EXPLORE THE MATERIAL:
1. Could you set down the Connecticut health coverage article word for word, between "For example, Connecticut" and "beginning in 2020.", inclusive?
2. Can you carry the article on Connecticut's health care budget analysis further, picking up after its last sentence?

EXCERPTED PASSAGE:
HARTFORD, Conn. (AP) -- A new analysis by Democratic Gov. Dannel P. Malloy's budget office has determined the Republican plan to replace the Affordable Care Act could cost tens of thousands of Connecticut residents their health care coverage if it becomes law.
Released Monday, the analysis also predicts the proposed federal legislation could add as much as $1 billion in annual costs to the state's approximately $20 billion budget after full implementation in 2020. Much of that cost stems from plans to cap federal payments for Medicaid, forcing states to pick up the tab, significantly limit benefits, reduce rates to providers or reduce the number of people served.
For example, Connecticut has relied on additional federal funding to expand its Medicaid program to cover low-income adults. According to the state's Office of Policy and Management, the GOP proposal to eliminate that federal support would require Connecticut to pay five times more for any new beneficiaries, beginning in 2020.
"Health care coverage for some of our most vulnerable populations will be threatened, including seniors, persons with disabilities, children and low-income adults," Malloy said in a statement. "We will see premiums and costs on older people increase and millions of Americans with pre-existing conditions will no longer be able to get affordable coverage."

SUPPLIED MATERIAL:
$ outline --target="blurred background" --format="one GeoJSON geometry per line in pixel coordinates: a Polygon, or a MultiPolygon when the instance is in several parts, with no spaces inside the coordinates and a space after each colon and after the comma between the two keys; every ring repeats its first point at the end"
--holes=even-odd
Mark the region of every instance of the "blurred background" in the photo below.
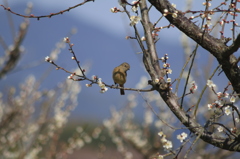
{"type": "MultiPolygon", "coordinates": [[[[33,6],[31,13],[38,16],[59,12],[80,3],[80,1],[9,0],[1,3],[5,6],[8,5],[12,11],[24,15],[27,5],[31,4],[33,6]]],[[[186,10],[187,6],[182,1],[172,0],[171,3],[175,3],[177,9],[186,10]]],[[[139,53],[141,50],[135,40],[127,40],[125,38],[126,36],[134,36],[134,30],[129,26],[126,14],[111,13],[110,8],[112,7],[119,7],[117,0],[96,0],[62,15],[41,18],[40,20],[35,18],[28,19],[29,28],[21,45],[22,53],[20,60],[17,66],[1,79],[0,91],[3,93],[3,97],[7,98],[6,92],[12,86],[17,88],[18,91],[20,84],[24,83],[30,75],[35,76],[36,81],[40,82],[39,90],[54,89],[60,83],[69,80],[67,79],[69,74],[62,70],[55,70],[53,65],[44,61],[46,56],[50,56],[53,51],[56,51],[56,48],[61,47],[56,51],[59,54],[54,62],[69,71],[77,68],[77,64],[71,59],[72,56],[69,53],[68,46],[62,43],[64,37],[70,37],[71,43],[74,44],[73,50],[80,61],[80,65],[86,69],[86,74],[89,78],[92,75],[97,75],[99,78],[102,78],[103,82],[111,85],[113,84],[113,68],[123,62],[128,62],[131,68],[128,72],[125,87],[150,88],[147,86],[149,76],[142,64],[142,54],[139,53]],[[72,32],[74,34],[71,34],[72,32]]],[[[199,9],[199,7],[202,7],[202,2],[194,2],[191,7],[192,10],[201,10],[202,8],[199,9]]],[[[150,19],[153,23],[160,16],[161,14],[154,11],[154,9],[150,12],[150,19]]],[[[14,40],[13,35],[17,34],[19,25],[24,21],[24,18],[13,15],[1,8],[0,21],[0,35],[7,46],[11,47],[14,40]]],[[[166,25],[169,25],[169,23],[166,20],[161,20],[157,27],[166,25]]],[[[137,27],[141,36],[143,36],[141,25],[137,24],[137,27]]],[[[225,33],[228,34],[227,31],[225,33]]],[[[212,34],[219,37],[218,32],[213,32],[212,34]]],[[[161,58],[166,53],[168,54],[168,63],[170,63],[173,70],[170,77],[174,80],[178,78],[186,58],[189,56],[187,51],[184,50],[186,48],[183,47],[182,43],[186,37],[178,29],[170,27],[160,31],[159,38],[156,45],[158,56],[161,58]]],[[[190,39],[187,41],[189,42],[189,48],[193,50],[194,43],[190,39]]],[[[192,50],[190,49],[190,53],[192,50]]],[[[4,48],[1,47],[0,55],[4,56],[4,54],[4,48]]],[[[239,51],[236,53],[236,56],[239,56],[239,51]]],[[[4,63],[4,61],[1,62],[4,63]]],[[[216,66],[216,60],[200,48],[194,66],[195,70],[197,70],[194,72],[196,78],[190,80],[196,81],[200,86],[203,86],[208,78],[204,72],[212,72],[216,66]]],[[[224,75],[214,77],[213,80],[219,89],[227,85],[224,75]]],[[[179,92],[183,90],[184,82],[180,85],[179,92]]],[[[72,85],[75,83],[71,81],[72,85]]],[[[126,95],[120,96],[119,90],[109,89],[105,93],[100,93],[100,87],[97,85],[88,88],[85,85],[89,82],[82,81],[78,83],[80,88],[80,93],[77,94],[78,104],[69,116],[68,126],[71,123],[74,125],[73,127],[85,123],[102,124],[104,119],[111,117],[111,108],[116,110],[123,109],[132,100],[133,96],[137,99],[136,106],[133,109],[134,120],[138,121],[140,125],[145,120],[144,115],[147,104],[144,102],[144,98],[150,99],[148,93],[140,95],[135,92],[125,91],[126,95]]],[[[161,102],[159,96],[151,96],[154,98],[152,101],[158,100],[161,102]]],[[[149,102],[151,103],[151,101],[149,102]]],[[[157,105],[156,103],[151,104],[153,106],[157,105]]],[[[165,104],[161,106],[166,107],[165,104]]],[[[167,116],[171,116],[175,120],[173,114],[168,114],[167,116]]]]}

ANSWERS TO THE EXERCISE:
1.
For example, Connecticut has relied on additional federal funding to expand its Medicaid program to cover low-income adults. According to the state's Office of Policy and Management, the GOP proposal to eliminate that federal support would require Connecticut to pay five times more for any new beneficiaries, beginning in 2020.

2.
Nonpartisan analysts project that 14 million people nationwide would lose coverage next year.
In Connecticut, 76 percent of residents — about 85,000 people — who get their insurance through the state's health insurance exchange, Access Health CT, use federal subsidies or cost-sharing to help pay for the coverage. By basing subsidies on someone's age as opposed to income, Malloy's budget office estimates the average person in Connecticut would receive $2,115 less in assistance. Those over age 60 would receive, on average, nearly $5,000 less.
The office projects more than 34,000 Access Health CT customers would not renew coverage in 2018 if the changes take effect.
Republican leaders in Washington have said their aim is to lower costs. They contend coverage statistics are misleading because many people covered under former President Barack Obama's law have high out-of-pocket costs that make health care unaffordable.
GOP President Donald Trump is backing his party's plan.